Tugas yang Dikerjakan:
**a.** Menurut teks bacaan, di desa mana Pasek lahir dan dibesarkan?
**b.** Sebutkan semua angka penghasilan keluarga Pasek yang tercantum dalam teks bacaan.
**c.** Salin tanpa perubahan bagian teks bacaan yang diawali kata-kata "Dia adalah Ni" dan diakhiri "sekolah seperti teman-temannya.".

Teks Bacaan:
>>>
Cita-cita dia sejak kecil memang jadi dokter. Namun, melihat keadaan keluarganya yang tidak mampu secara ekonomi, dia tentu saja tak berani melambungkan harapan sangat tinggi untuk bisa mencapai cita-cita. Ia pendam cita-citanya, sampai kemudian pendidikannya lancar dan jalan pun terbuka.
Dia adalah Ni Komang Pasek Nurhyang Jumantini, biasa dipanggil dengan nama Pasek. Dia lahir dan besar di Desa Batubulan, Gianyar, bersama keluarga yang sangat sederhana.
Ayahnya seorang petani, ibunya buruh yang kadang-kadang juga membantu ayahnya di kerja di sawah. Pe4nghasilan keluarganya 18 juta setahun. Artinya, 1,5 juta sebulan. Atau, sekira 50 ribu rupiah sehari. Itu mungkin untuk makan sehari-hari saja harus dengan penuh perhitungan.
Sekolah dasar dilewatinya di SDN 2 Batubulan Kangin (2006-2012) dan sekolah menengah ditempuh di SMPN 1 Sukawati (2012-2015). Meski sekolahnya gratis, dia tetap punya bekal, setidaknya sebagai uang saku untuk sesekali bisa masuk kantin sekolah seperti teman-temannya.
Untuk mendapatkan uang saku, sesekali ia minta pada orang tua, Namun ia tetap berinisiatif bekerja sepulang sekolah. Ia bekerja membuat pernak-penik payas penjor atau hiasan penjor. Pekerjaan itu banyak dilakukan menjelang Hari Raya Galungan ketika banyak umat Hindu di Bali wajib memasang penjor. Dari kerja membuat payasan penjor itulah ia mendapatkan uang saku sebagai bekal sekolah.
“Di masa kecil saya selalu diajarkan oleh orangtua saya sebuah prinsip yaitu ‘tidak apa-apa miskin materi, asalkan jangan miskin ilmu’. Hal inilah yang memotivasi saya untuk belajar dengan rajin dan memiliki mimpi-mimpi yang ingin saya gapai,” kata Pasek.
<<<
[Item Tersimpan]
>>>
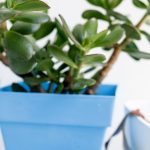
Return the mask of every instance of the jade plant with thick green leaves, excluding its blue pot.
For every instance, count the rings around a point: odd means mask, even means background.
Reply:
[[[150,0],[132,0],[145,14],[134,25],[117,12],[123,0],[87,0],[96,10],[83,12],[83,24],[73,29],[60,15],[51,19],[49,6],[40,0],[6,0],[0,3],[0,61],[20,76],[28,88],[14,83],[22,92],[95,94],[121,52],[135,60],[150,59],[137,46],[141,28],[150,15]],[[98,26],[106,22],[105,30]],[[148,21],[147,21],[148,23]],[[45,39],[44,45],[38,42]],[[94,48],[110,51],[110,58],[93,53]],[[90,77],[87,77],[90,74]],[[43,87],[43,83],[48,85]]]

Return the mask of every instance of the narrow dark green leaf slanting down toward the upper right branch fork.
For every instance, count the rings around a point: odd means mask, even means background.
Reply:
<<<
>>>
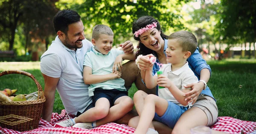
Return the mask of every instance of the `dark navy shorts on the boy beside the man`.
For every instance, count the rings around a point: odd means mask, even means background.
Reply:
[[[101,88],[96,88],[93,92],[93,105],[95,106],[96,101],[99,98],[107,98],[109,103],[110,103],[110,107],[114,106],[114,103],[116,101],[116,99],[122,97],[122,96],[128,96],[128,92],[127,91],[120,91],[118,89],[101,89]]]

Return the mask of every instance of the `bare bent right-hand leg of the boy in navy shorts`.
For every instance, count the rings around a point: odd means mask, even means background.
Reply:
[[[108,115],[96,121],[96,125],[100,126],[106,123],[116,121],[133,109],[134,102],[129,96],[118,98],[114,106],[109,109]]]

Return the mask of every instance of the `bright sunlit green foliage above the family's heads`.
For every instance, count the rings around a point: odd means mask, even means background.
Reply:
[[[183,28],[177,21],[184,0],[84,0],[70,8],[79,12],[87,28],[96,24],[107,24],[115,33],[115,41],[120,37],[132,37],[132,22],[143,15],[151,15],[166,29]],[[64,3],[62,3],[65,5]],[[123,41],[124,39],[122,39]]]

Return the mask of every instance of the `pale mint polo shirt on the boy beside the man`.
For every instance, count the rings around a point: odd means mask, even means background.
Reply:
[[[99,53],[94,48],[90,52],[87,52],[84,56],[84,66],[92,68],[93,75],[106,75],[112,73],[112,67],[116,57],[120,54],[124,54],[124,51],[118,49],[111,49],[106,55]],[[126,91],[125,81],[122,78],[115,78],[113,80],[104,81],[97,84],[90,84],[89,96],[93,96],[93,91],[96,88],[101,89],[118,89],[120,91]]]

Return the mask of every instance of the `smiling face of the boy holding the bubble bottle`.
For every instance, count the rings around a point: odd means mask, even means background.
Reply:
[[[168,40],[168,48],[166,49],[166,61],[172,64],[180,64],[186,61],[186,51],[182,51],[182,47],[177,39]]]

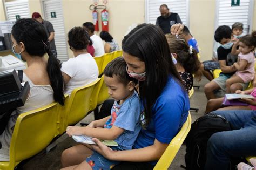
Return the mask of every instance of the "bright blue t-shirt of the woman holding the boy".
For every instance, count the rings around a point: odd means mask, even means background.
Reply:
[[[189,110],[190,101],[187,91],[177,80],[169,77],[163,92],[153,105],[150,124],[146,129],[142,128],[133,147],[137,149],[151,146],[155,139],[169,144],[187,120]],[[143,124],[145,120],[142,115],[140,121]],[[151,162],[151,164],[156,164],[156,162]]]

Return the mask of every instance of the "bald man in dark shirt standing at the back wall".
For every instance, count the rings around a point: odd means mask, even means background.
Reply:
<<<
Hasil Tugas:
**a.** Di Desa Batubulan, Gianyar.

**b.** 18 juta setahun; 1,5 juta sebulan; sekira 50 ribu rupiah sehari.

**c.**
Dia adalah Ni Komang Pasek Nurhyang Jumantini, biasa dipanggil dengan nama Pasek. Dia lahir dan besar di Desa Batubulan, Gianyar, bersama keluarga yang sangat sederhana.
Ayahnya seorang petani, ibunya buruh yang kadang-kadang juga membantu ayahnya di kerja di sawah. Pe4nghasilan keluarganya 18 juta setahun. Artinya, 1,5 juta sebulan. Atau, sekira 50 ribu rupiah sehari. Itu mungkin untuk makan sehari-hari saja harus dengan penuh perhitungan.
Sekolah dasar dilewatinya di SDN 2 Batubulan Kangin (2006-2012) dan sekolah menengah ditempuh di SMPN 1 Sukawati (2012-2015). Meski sekolahnya gratis, dia tetap punya bekal, setidaknya sebagai uang saku untuk sesekali bisa masuk kantin sekolah seperti teman-temannya.